[Dataset excerpt]
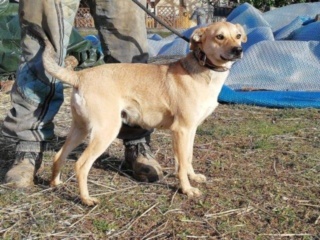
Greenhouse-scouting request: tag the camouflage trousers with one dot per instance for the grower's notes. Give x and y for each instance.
(36, 96)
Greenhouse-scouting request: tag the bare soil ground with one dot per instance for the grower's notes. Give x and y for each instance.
(262, 167)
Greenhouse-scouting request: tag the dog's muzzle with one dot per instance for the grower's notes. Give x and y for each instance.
(237, 52)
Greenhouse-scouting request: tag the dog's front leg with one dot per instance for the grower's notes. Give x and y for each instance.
(183, 155)
(199, 178)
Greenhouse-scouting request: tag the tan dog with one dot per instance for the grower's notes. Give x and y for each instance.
(177, 96)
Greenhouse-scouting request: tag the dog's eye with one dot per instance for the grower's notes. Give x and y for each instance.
(220, 37)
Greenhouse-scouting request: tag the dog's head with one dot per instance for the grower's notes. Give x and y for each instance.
(220, 41)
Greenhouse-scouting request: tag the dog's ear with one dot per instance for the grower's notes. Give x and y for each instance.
(196, 37)
(243, 33)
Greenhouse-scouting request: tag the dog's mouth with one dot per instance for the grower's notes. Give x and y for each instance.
(234, 54)
(231, 59)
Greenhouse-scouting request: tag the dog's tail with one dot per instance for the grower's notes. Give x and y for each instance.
(49, 57)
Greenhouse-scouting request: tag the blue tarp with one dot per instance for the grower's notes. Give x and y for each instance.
(281, 63)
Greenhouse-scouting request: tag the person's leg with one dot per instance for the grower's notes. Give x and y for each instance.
(123, 35)
(36, 96)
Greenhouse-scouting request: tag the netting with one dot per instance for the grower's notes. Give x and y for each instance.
(281, 63)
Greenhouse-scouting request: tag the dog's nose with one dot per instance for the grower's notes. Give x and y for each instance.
(237, 51)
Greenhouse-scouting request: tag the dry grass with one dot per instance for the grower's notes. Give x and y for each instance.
(263, 182)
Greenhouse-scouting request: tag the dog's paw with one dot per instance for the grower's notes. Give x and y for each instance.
(89, 201)
(199, 178)
(55, 183)
(192, 192)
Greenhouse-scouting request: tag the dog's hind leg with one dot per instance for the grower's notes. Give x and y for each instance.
(101, 138)
(74, 138)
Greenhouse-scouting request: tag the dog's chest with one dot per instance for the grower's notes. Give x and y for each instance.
(210, 93)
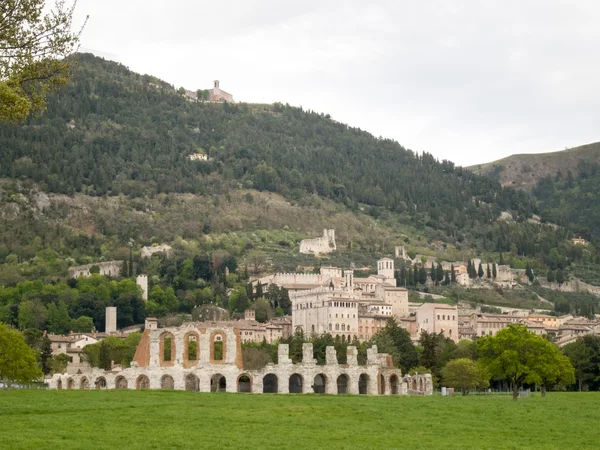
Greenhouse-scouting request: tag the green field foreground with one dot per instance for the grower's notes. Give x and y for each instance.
(171, 419)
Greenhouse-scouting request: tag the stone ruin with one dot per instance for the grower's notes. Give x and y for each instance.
(108, 268)
(207, 357)
(324, 244)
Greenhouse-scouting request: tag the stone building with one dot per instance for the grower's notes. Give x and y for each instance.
(207, 357)
(324, 244)
(108, 268)
(218, 95)
(438, 318)
(352, 308)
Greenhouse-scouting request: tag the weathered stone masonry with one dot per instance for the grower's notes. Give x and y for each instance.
(218, 367)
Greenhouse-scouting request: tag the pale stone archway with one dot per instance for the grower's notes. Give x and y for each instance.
(295, 384)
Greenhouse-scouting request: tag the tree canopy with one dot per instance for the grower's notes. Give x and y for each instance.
(519, 356)
(34, 50)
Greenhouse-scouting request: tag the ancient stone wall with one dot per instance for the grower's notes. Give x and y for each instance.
(324, 244)
(108, 268)
(207, 374)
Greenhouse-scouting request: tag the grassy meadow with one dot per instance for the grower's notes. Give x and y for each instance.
(172, 419)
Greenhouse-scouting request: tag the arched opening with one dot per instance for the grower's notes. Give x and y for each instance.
(295, 384)
(363, 384)
(218, 383)
(342, 383)
(394, 384)
(142, 382)
(244, 383)
(192, 383)
(218, 348)
(120, 383)
(320, 384)
(167, 382)
(167, 349)
(270, 384)
(100, 383)
(191, 350)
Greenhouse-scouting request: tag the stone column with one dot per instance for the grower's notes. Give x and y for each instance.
(352, 356)
(307, 354)
(283, 354)
(330, 356)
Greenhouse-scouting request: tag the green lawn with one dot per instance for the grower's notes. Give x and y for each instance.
(169, 419)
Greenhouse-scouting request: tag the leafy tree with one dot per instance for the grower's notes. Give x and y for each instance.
(35, 46)
(396, 341)
(46, 355)
(104, 361)
(18, 361)
(584, 356)
(554, 368)
(465, 375)
(516, 355)
(32, 314)
(529, 273)
(59, 363)
(59, 321)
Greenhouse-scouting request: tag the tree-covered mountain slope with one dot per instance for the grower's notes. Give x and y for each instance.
(526, 170)
(112, 132)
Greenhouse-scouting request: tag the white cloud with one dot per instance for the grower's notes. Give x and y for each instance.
(465, 80)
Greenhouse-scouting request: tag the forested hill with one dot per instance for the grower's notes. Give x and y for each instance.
(112, 131)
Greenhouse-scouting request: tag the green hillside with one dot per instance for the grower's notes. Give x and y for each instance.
(105, 171)
(526, 170)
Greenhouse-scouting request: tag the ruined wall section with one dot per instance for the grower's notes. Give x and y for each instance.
(324, 244)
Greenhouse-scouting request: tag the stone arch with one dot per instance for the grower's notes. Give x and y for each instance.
(167, 349)
(320, 384)
(218, 347)
(218, 383)
(142, 382)
(101, 383)
(192, 383)
(342, 383)
(363, 384)
(394, 384)
(191, 349)
(270, 384)
(296, 384)
(167, 382)
(244, 383)
(121, 383)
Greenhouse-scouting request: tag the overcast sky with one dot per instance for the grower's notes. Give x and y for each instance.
(466, 80)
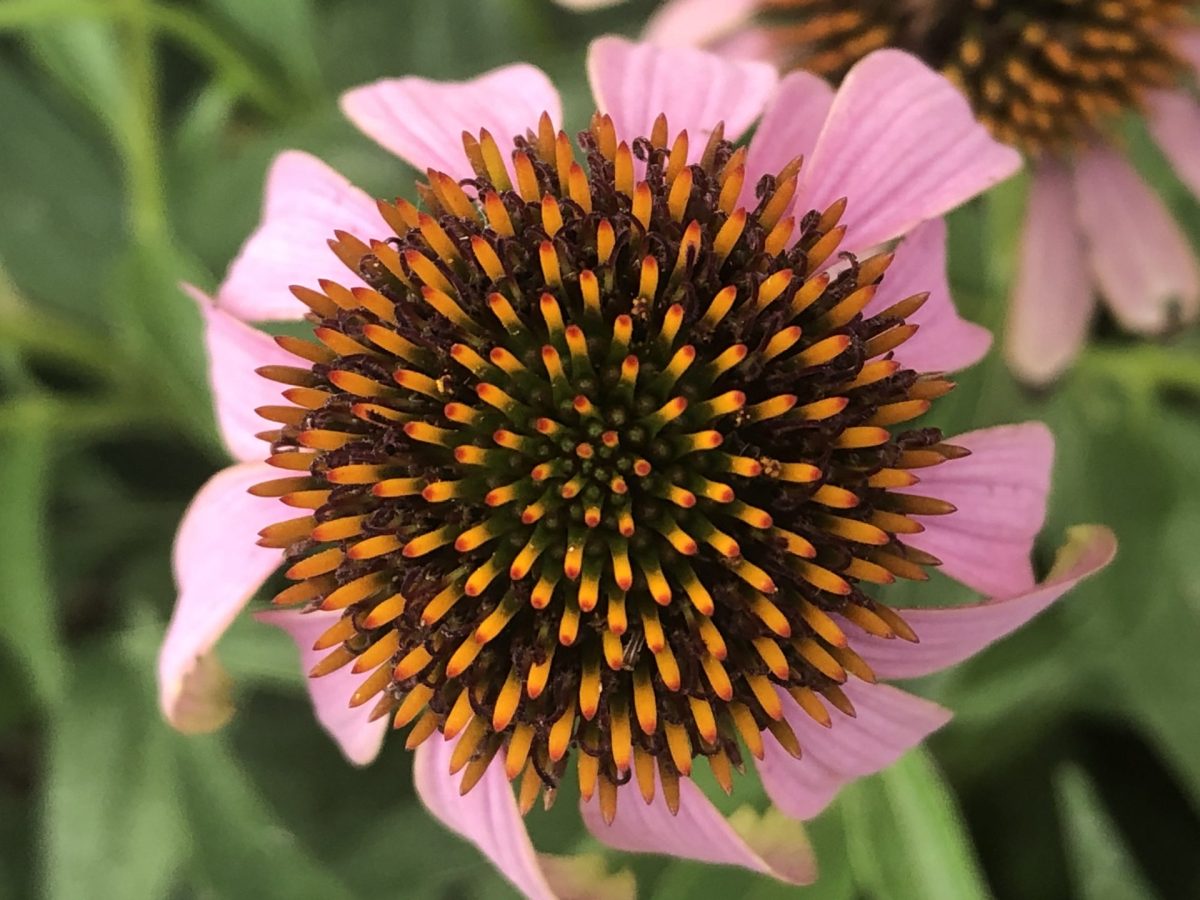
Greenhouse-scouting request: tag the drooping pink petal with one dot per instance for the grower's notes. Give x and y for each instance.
(789, 127)
(945, 341)
(1053, 298)
(1001, 497)
(888, 723)
(217, 567)
(696, 23)
(1141, 258)
(305, 203)
(903, 145)
(235, 349)
(697, 832)
(636, 82)
(1174, 120)
(487, 815)
(423, 121)
(358, 738)
(951, 635)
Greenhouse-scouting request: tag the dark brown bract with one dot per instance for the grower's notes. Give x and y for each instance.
(599, 459)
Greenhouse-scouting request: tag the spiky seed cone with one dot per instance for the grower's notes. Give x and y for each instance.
(1043, 75)
(598, 460)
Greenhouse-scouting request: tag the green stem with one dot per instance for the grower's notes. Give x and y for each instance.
(141, 141)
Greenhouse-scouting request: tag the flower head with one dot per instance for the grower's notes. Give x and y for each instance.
(1050, 78)
(603, 448)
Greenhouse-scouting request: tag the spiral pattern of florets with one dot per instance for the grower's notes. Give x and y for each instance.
(599, 457)
(1042, 75)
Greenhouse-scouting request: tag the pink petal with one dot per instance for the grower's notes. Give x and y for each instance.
(789, 127)
(235, 351)
(1053, 299)
(697, 832)
(486, 816)
(888, 724)
(636, 82)
(1174, 120)
(423, 121)
(903, 145)
(306, 202)
(358, 738)
(1001, 497)
(946, 341)
(1141, 258)
(219, 567)
(951, 635)
(695, 23)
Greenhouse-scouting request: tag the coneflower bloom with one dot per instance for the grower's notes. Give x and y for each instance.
(1053, 78)
(603, 449)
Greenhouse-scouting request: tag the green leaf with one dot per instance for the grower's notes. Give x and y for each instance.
(906, 838)
(1102, 867)
(28, 606)
(61, 192)
(240, 847)
(286, 29)
(84, 55)
(112, 823)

# STATED EXERCISE
Quote every record above exactly, omitting any pictures they contain.

# FULL ANSWER
Greenhouse-scouting request: tag the camouflage trousers with one dot per instance for the grower's notes. Give x and y for each instance.
(36, 96)
Greenhouse-scouting request: tag the bare soil ground with one dot per instance for the grower's notes. Give x and y for each instance.
(262, 167)
Greenhouse-scouting request: tag the dog's muzzle with one dot per instance for the grower's notes. Give x and y for each instance.
(237, 52)
Greenhouse-scouting request: tag the dog's front leg with one dot per instance for the grower's notes. Give x and y for each instance.
(183, 155)
(199, 178)
Greenhouse-scouting request: tag the tan dog with one dot per instance for the grower's notes. Give x and y for each instance.
(177, 96)
Greenhouse-scouting request: tag the dog's eye with one dot per instance for the grower's notes. Give x and y for each instance.
(220, 37)
Greenhouse-scouting request: tag the dog's head with one dot per instance for the grower's notes. Give x and y for each instance.
(220, 41)
Greenhouse-scouting request: tag the dog's ear with one dot per instance for the grower's notes. Give x and y for each instance.
(196, 37)
(243, 33)
Greenhouse-scouting request: tag the dog's mouth with one dot per instance for the grower's notes. Give x and y for each instance.
(234, 54)
(231, 59)
Greenhouse-scouting request: tag the dog's tail with one dot per instance for the grower's notes. Give x and y for each instance.
(49, 57)
Greenhouse-scouting request: tag the blue tarp with one dot per instance for the grower's notes. Give x and y for each instance.
(281, 63)
Greenhouse-scouting request: tag the person's leg with one dot per instance for the grower's notes. Give x and y for each instance.
(123, 35)
(36, 96)
Greenhouse-scouting request: tag the netting with one dot per instance for the grower's notes. Give x and y for each instance.
(281, 63)
Greenhouse-scouting request: tag the dog's nose with one dot per instance for the grower's notes. Give x and y for each instance.
(237, 51)
Greenhouse-scouting request: tag the dry grass with one dot per instance for the grower's notes. Give x and y for each instance.
(263, 182)
Greenhouse-scouting request: tag the dog's paw with one dot per instance for the grower's notes. Give x and y for each instance.
(89, 201)
(199, 178)
(55, 183)
(192, 192)
Greenhouse-scouting request: tag the dog's hind leg with one dot per instance for the grower's notes. Give x and y for each instance.
(101, 138)
(74, 138)
Greenhouse-scouting request: tag the dog's chest with one dot per instance for the grower's notes. Give x and y for each instance.
(210, 93)
Greenhouse-scouting request: tag the green field foreground with one dot per instance for the grower's notes. Give x and y for each instance.
(171, 419)
Greenhouse-scouting request: tag the stone ruin with one dot per instance for the grower's notes. Give x and y for each instance.
(108, 268)
(207, 357)
(324, 244)
Greenhouse-scouting request: tag the stone building with one dot per instance for the grower's notes. Give x and y for each instance.
(207, 357)
(324, 244)
(108, 268)
(218, 95)
(438, 318)
(352, 308)
Greenhouse-scouting request: tag the weathered stone masonry with one dot per instance for the grower's notes. Give x and y for each instance.
(218, 367)
Greenhouse-scouting request: tag the pale stone archway with one dot per instance for the grower's notes. Give x and y for each instance.
(295, 384)
Greenhouse-scouting request: tag the tree canopy with one dot per instance for the grower's notes. Give x and y for each instance.
(519, 356)
(34, 50)
Greenhouse-scouting request: tag the ancient stone wall with one dot per instance for the grower's notes. Give x and y for each instance.
(324, 244)
(108, 268)
(207, 374)
Greenhouse-scouting request: tag the grassy meadow with one dot per instance for the grower's notes. Give x and y for each instance.
(172, 419)
Greenhouse-scouting request: tag the arched opening with one dot per instance for the grower's notes. Give x and y for each instance.
(295, 384)
(363, 384)
(218, 383)
(342, 383)
(394, 384)
(142, 382)
(244, 383)
(192, 383)
(218, 348)
(120, 383)
(320, 384)
(167, 382)
(167, 349)
(270, 384)
(100, 383)
(191, 350)
Greenhouse-scouting request: tag the stone column with one dot per instance for the grower's notes. Give x and y for each instance.
(352, 356)
(307, 354)
(283, 354)
(330, 356)
Greenhouse-scouting request: tag the green lawn with one dot per instance for the grower's notes. Give x and y for each instance.
(169, 419)
Greenhouse-scouting request: tag the leafy tree with one dot per instance for the grower's notes. Give x and y for each instance.
(35, 46)
(396, 341)
(46, 355)
(104, 361)
(18, 361)
(584, 356)
(554, 368)
(465, 375)
(516, 355)
(32, 314)
(529, 273)
(59, 363)
(59, 321)
Greenhouse-scouting request: tag the tree-covered mountain slope with one dot per instance for the grower's notes. Give x and y for each instance.
(526, 170)
(112, 132)
Greenhouse-scouting request: tag the white cloud with one dot per instance for the grower's notes. Give x and y for each instance.
(465, 80)
Greenhouse-scouting request: tag the forested hill with one dot per instance for the grower's notes. Give x and y for each instance.
(112, 131)
Greenhouse-scouting request: tag the green hillside with one dot per instance for the grower's notes. Give x and y for each instance.
(105, 171)
(526, 170)
Greenhouse-scouting request: tag the ruined wall section with one dot per instance for the grower's notes. Give x and y for each instance.
(324, 244)
Greenhouse-scouting request: tag the stone arch with one dot per instance for the grower's notes. Give x and y for each instance.
(167, 349)
(320, 384)
(218, 347)
(218, 383)
(142, 382)
(101, 383)
(192, 383)
(342, 383)
(363, 384)
(394, 384)
(191, 349)
(270, 384)
(296, 384)
(167, 382)
(244, 383)
(121, 383)
Greenhouse-scouting request: tag the overcast sky with one dot per instance for the grower's notes. Give x and y for each instance.
(466, 80)
Greenhouse-scouting request: tag the drooping pink petal with one dot per instance for the grower's notes. Give x and y for each instance.
(789, 127)
(945, 341)
(1053, 298)
(1001, 497)
(888, 723)
(217, 567)
(696, 23)
(1141, 258)
(305, 203)
(903, 145)
(235, 349)
(697, 832)
(636, 82)
(1174, 120)
(487, 815)
(423, 121)
(358, 738)
(951, 635)
Greenhouse-scouting request: tag the dark brown bract with one dot per instance for the grower's notes. Give x and y for each instance.
(599, 459)
Greenhouse-scouting request: tag the spiky seed cone with one dot per instance for the grower's notes. Give x and y for each instance.
(1043, 75)
(598, 460)
Greenhouse-scouting request: tag the green stem with one dot per instance for the grower's notes. Give x and y for each instance.
(141, 141)
Greenhouse-scouting request: tag the flower head with one dot per instance for the grower's notes. Give x and y for each instance.
(1050, 78)
(603, 448)
Greenhouse-scouting request: tag the spiral pattern of florets with one dot per instance for the grower's notes. Give x and y for each instance.
(599, 457)
(1042, 75)
Greenhouse-scouting request: tag the pink petal with one dot per instance for the grower's notes. Give x and y for each instance.
(789, 127)
(235, 351)
(1053, 299)
(697, 832)
(486, 816)
(888, 724)
(636, 82)
(1174, 120)
(423, 121)
(903, 145)
(306, 202)
(358, 738)
(1001, 497)
(946, 341)
(1141, 258)
(219, 567)
(951, 635)
(695, 23)
Greenhouse-scouting request: tag the coneflower bloom with one dot per instance for the grower's notes. Give x and y for each instance.
(1053, 78)
(603, 449)
Greenhouse-scouting request: tag the green leaf with one dot per instance for the grower's notes. Give x and y for each instance.
(906, 838)
(1102, 867)
(28, 606)
(61, 192)
(240, 847)
(286, 29)
(84, 55)
(112, 823)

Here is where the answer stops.